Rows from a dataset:
━━━

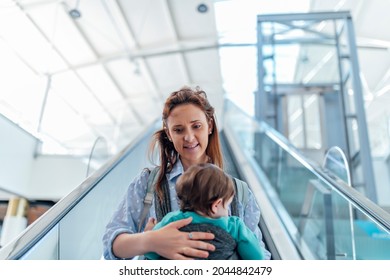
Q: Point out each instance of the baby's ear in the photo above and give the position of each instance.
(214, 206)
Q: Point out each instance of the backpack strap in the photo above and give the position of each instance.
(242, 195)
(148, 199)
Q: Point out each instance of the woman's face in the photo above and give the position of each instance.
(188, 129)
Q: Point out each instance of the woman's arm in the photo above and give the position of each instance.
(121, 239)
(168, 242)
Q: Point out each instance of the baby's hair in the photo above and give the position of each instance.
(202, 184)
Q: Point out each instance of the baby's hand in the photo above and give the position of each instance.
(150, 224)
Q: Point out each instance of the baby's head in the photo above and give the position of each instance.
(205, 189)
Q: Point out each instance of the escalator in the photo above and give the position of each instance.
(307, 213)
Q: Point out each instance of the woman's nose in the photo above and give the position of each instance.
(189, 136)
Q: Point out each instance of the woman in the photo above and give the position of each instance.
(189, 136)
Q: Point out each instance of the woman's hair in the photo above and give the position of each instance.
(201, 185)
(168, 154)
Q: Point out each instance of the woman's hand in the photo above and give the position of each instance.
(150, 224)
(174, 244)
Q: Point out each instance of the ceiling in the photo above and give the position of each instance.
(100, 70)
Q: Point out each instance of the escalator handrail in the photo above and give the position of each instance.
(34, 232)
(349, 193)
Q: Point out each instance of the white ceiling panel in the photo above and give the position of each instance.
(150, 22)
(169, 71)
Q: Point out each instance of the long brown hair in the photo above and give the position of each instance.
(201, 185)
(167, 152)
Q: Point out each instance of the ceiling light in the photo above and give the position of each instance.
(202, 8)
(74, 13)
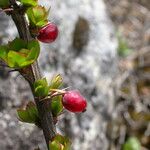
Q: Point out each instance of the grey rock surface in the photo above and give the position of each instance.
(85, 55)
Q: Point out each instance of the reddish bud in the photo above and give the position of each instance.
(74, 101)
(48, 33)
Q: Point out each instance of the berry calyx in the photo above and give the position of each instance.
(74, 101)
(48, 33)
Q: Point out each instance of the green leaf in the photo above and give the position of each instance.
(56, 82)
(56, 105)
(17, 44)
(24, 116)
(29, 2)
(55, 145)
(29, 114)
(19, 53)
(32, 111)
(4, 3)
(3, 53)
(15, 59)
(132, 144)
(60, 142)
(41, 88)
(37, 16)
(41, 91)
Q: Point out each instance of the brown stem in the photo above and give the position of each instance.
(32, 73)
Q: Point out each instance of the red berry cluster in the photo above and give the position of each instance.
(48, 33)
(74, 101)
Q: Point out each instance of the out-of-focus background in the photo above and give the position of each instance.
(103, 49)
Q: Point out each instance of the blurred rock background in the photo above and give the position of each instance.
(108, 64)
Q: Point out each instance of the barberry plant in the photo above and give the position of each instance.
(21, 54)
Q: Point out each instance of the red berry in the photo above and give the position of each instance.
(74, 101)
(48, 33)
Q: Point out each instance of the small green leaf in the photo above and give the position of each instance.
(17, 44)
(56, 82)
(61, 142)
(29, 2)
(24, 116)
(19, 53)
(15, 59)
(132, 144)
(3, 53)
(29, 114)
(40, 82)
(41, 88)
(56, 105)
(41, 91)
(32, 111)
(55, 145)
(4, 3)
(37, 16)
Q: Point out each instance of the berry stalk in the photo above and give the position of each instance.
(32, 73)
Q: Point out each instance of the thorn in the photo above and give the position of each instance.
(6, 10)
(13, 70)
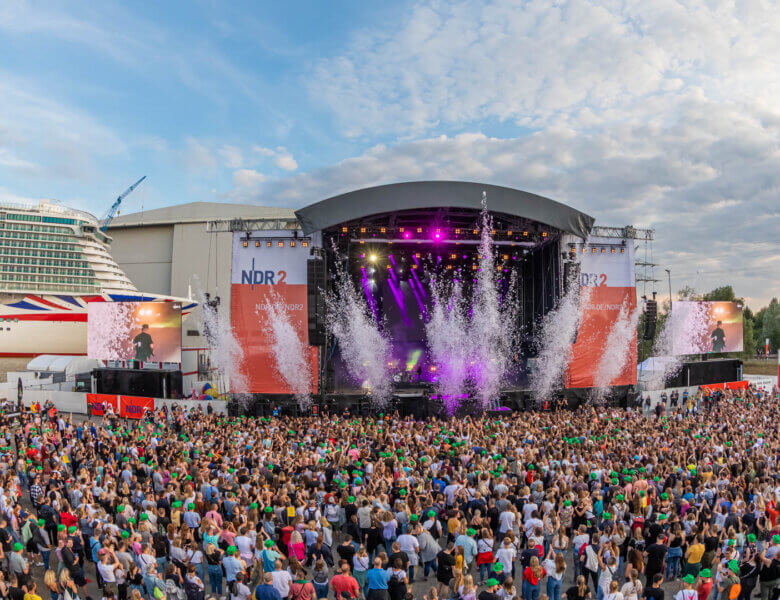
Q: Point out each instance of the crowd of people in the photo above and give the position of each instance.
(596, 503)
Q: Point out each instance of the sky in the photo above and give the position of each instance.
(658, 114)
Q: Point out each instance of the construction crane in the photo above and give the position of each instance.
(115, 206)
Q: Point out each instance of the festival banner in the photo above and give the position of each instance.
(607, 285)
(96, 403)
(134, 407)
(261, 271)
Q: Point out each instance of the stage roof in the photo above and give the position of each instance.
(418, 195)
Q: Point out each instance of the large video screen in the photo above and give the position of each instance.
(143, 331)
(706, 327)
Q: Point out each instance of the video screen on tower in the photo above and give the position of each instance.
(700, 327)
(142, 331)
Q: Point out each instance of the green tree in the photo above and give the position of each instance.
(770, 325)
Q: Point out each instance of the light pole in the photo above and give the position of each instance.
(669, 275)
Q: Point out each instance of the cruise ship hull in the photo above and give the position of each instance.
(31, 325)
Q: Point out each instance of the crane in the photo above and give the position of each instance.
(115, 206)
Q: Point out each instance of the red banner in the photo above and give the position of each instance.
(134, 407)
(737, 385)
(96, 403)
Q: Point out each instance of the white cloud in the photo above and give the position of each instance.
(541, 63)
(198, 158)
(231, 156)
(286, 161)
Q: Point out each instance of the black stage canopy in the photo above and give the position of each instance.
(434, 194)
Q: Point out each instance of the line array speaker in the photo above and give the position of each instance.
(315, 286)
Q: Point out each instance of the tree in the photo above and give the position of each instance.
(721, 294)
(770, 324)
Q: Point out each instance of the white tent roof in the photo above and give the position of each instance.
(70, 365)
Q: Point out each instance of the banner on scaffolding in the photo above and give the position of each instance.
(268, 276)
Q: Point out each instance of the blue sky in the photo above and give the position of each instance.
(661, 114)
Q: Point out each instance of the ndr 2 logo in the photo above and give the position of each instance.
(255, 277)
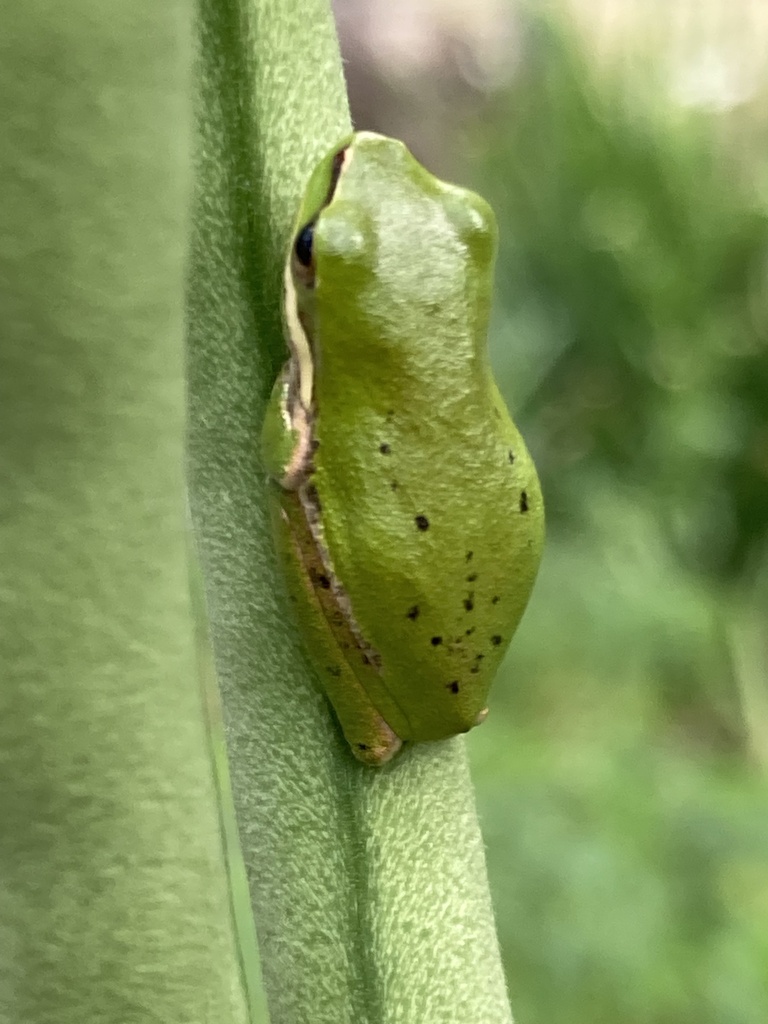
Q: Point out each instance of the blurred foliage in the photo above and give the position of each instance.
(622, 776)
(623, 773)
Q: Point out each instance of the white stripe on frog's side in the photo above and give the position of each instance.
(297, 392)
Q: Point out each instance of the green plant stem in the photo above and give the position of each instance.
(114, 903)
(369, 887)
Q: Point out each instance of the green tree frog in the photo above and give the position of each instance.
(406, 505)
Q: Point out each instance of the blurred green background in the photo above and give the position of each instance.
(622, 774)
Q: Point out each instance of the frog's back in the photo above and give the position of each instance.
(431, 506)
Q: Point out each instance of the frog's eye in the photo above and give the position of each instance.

━━━

What you will do → Can you output the data word for word, starting with the line that contains "Q: Point out each instance of the white stripe" and going on through the end of the data?

Exercise response →
Q: Point out each instance of the white stripe on frog's side in the photo above and give the position of each instance.
(297, 392)
Q: Point out each instance of the green plant stem in the photo above and give the position of each instance.
(114, 903)
(369, 887)
Q: Point out each instance of the green tree frog in the photo above and give the position of each instance.
(406, 505)
Q: Point out each instance of the blurred green background in the photo above and give the position of each instance.
(622, 774)
Q: Point out each instance of the frog's back in the photo above and give the position of each instance.
(431, 506)
Q: Point out each instance of the frog's eye in the photo above and give the position of each instance.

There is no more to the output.